Lay out the part of the listing that opens with the line containing "window frame in the image." and closes with the line containing "[100,289,128,306]" as a Markdown table. Use the columns Row and Line, number each row, and leave out blank lines.

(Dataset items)
────────────────────────────────────────
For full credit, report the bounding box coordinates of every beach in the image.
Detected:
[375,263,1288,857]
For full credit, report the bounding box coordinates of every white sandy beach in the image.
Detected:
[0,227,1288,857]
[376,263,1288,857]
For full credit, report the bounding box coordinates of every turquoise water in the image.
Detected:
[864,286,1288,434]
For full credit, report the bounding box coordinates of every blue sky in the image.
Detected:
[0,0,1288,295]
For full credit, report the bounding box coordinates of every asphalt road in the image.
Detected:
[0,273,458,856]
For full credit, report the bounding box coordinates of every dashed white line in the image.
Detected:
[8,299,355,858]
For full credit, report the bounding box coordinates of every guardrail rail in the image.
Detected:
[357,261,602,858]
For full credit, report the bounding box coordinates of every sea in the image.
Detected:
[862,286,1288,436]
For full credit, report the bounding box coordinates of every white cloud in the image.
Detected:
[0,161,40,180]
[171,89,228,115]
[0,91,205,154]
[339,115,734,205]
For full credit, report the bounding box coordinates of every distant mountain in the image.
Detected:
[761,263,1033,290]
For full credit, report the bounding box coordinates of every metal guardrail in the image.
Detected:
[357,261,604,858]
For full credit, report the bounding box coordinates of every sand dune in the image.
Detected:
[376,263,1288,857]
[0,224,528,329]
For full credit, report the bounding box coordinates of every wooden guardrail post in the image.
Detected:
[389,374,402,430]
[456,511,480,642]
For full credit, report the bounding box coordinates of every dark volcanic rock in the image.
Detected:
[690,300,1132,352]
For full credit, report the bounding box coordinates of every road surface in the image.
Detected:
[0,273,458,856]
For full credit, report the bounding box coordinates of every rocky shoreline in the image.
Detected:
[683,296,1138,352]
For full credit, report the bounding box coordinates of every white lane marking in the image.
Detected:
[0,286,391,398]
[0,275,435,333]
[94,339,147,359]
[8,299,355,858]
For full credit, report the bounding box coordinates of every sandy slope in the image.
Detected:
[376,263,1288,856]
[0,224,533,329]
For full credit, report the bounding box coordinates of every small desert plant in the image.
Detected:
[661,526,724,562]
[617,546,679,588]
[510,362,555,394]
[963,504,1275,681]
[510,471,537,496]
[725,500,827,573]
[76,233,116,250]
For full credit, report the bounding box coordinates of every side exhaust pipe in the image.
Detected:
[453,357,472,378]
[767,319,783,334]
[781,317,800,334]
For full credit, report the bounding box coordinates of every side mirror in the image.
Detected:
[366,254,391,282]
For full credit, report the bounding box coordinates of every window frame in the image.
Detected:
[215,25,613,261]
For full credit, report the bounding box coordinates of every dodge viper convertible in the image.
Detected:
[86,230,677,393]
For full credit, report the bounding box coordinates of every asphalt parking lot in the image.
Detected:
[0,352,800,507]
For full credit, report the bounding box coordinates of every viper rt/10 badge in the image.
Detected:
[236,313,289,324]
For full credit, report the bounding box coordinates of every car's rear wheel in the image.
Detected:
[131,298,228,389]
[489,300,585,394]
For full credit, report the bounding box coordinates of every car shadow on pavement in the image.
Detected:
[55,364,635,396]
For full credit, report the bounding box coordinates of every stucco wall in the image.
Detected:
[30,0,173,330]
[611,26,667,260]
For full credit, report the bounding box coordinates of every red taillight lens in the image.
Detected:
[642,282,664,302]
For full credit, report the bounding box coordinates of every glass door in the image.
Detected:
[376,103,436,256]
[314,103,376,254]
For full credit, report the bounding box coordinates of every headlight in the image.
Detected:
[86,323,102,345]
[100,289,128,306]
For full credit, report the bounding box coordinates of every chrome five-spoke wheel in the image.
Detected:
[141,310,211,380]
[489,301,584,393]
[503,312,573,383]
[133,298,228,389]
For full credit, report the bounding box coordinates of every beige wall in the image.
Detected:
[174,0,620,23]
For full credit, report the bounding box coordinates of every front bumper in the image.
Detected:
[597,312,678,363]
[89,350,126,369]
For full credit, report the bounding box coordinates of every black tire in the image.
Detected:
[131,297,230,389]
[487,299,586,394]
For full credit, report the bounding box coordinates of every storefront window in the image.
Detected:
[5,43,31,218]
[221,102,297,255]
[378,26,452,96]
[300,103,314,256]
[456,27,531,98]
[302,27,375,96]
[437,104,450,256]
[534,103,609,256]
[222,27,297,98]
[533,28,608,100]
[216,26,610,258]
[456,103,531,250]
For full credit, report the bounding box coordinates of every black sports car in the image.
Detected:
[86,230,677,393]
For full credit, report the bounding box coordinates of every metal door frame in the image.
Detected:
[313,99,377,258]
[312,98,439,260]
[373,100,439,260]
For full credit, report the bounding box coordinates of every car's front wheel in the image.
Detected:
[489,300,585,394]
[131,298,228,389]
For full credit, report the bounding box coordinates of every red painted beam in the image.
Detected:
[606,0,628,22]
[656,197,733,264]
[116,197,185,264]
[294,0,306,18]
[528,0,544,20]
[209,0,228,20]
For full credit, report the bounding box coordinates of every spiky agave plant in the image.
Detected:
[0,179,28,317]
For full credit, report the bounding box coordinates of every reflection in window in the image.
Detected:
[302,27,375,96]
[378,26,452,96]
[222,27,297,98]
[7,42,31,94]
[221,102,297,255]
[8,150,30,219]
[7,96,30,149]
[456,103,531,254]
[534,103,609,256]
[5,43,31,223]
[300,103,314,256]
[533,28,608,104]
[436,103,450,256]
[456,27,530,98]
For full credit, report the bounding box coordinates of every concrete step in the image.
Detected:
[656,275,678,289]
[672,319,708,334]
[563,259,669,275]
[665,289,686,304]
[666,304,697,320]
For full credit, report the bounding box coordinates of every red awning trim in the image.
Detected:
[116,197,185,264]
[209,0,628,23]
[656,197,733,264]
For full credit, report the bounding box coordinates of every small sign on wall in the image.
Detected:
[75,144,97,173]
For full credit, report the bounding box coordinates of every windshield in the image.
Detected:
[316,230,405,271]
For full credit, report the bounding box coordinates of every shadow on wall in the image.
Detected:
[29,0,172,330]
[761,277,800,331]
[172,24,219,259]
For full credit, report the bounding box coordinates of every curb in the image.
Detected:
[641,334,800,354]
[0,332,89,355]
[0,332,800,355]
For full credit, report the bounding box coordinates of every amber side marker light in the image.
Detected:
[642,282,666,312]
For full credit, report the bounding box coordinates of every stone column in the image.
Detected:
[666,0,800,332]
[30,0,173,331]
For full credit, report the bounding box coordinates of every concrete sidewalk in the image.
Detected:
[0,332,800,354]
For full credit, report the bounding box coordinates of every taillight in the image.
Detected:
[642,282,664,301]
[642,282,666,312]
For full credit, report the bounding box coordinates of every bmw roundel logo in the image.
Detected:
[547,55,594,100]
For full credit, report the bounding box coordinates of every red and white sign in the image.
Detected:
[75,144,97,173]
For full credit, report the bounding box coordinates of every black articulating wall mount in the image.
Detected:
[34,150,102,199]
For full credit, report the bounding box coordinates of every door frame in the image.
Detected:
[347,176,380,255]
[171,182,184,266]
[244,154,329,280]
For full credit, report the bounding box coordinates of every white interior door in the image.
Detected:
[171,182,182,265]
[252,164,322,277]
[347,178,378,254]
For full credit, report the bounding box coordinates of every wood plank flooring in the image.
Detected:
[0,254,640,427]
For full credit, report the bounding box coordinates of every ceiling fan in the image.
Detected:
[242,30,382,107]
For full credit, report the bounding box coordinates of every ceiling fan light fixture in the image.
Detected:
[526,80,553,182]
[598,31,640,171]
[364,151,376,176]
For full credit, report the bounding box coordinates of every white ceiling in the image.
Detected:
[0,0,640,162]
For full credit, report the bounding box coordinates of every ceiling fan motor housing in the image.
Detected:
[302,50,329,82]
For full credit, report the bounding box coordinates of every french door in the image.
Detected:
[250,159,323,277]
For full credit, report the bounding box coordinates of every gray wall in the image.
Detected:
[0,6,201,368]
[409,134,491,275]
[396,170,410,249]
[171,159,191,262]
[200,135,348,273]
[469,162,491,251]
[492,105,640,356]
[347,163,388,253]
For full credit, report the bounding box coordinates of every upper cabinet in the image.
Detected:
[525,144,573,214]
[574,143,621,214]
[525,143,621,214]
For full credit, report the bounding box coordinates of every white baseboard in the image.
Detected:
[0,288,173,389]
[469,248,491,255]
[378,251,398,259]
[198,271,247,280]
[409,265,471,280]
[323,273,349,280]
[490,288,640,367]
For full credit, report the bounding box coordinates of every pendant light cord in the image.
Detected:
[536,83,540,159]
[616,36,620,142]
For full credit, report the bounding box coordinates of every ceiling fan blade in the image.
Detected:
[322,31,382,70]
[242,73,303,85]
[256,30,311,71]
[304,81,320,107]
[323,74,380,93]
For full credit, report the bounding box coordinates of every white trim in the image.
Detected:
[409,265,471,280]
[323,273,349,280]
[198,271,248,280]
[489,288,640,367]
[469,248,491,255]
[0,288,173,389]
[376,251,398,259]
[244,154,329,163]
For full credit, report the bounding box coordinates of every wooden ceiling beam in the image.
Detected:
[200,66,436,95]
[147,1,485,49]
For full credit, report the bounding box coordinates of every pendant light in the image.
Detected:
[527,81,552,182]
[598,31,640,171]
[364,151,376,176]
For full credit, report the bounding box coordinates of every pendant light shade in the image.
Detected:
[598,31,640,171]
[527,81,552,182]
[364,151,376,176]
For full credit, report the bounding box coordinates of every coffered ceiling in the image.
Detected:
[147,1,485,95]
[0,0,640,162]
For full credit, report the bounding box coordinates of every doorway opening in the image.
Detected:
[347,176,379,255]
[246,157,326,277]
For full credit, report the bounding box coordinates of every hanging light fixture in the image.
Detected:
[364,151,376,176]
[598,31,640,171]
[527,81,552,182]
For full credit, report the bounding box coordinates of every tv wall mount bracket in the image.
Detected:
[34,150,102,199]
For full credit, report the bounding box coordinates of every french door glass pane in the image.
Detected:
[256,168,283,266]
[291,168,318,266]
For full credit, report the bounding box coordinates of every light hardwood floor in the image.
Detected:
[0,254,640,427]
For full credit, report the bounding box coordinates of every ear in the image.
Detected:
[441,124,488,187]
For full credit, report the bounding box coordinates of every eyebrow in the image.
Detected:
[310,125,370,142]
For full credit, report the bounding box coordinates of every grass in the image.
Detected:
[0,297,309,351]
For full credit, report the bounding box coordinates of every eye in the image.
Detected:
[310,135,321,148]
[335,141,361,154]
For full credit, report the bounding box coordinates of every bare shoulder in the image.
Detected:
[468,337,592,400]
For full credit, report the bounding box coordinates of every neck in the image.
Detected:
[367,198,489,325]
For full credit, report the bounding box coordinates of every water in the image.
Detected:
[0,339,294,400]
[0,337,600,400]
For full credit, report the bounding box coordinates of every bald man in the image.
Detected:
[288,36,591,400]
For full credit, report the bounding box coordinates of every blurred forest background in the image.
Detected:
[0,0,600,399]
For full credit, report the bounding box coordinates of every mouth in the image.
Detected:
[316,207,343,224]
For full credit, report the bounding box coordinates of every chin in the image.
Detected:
────────────────────────────────────────
### [Written solution]
| Row | Line |
|---|---|
| 1 | For full credit, report the bounding box coordinates of every window frame in the image. |
| 2 | Detected: |
| 3 | [215,25,613,261] |
| 4 | For full credit, report the bounding box coordinates of every dodge viper convertible in the image. |
| 5 | Detected: |
| 6 | [86,230,677,393] |
| 7 | For full credit, report the bounding box coordinates of every asphalt parking lot in the image. |
| 8 | Detected: |
| 9 | [0,352,800,507] |
| 10 | For full credit, report the bounding box coordinates of every viper rt/10 badge in the image. |
| 11 | Detected: |
| 12 | [236,313,289,324] |
| 13 | For full credit, report the bounding box coordinates of every car's rear wheel in the image. |
| 14 | Detected: |
| 15 | [131,298,228,389] |
| 16 | [489,300,585,394] |
| 17 | For full credit, report the bounding box coordinates of every car shadow on pavement in the image. |
| 18 | Detected: |
| 19 | [55,364,635,396] |
| 20 | For full credit, report the bounding box coordinates of every stucco wall in the image. |
| 21 | Detected: |
| 22 | [30,0,173,330] |
| 23 | [611,26,667,260] |
| 24 | For full credit, report the bounding box coordinates of every red taillight lens in the image. |
| 25 | Detected: |
| 26 | [642,282,664,302] |
| 27 | For full credit, report the bounding box coordinates of every glass door in the image. |
| 28 | Detected: |
| 29 | [376,103,436,256] |
| 30 | [314,103,376,254] |
| 31 | For full credit, report the bounding box coordinates of every headlight in the image. |
| 32 | Detected: |
| 33 | [86,323,102,345] |
| 34 | [100,289,128,306] |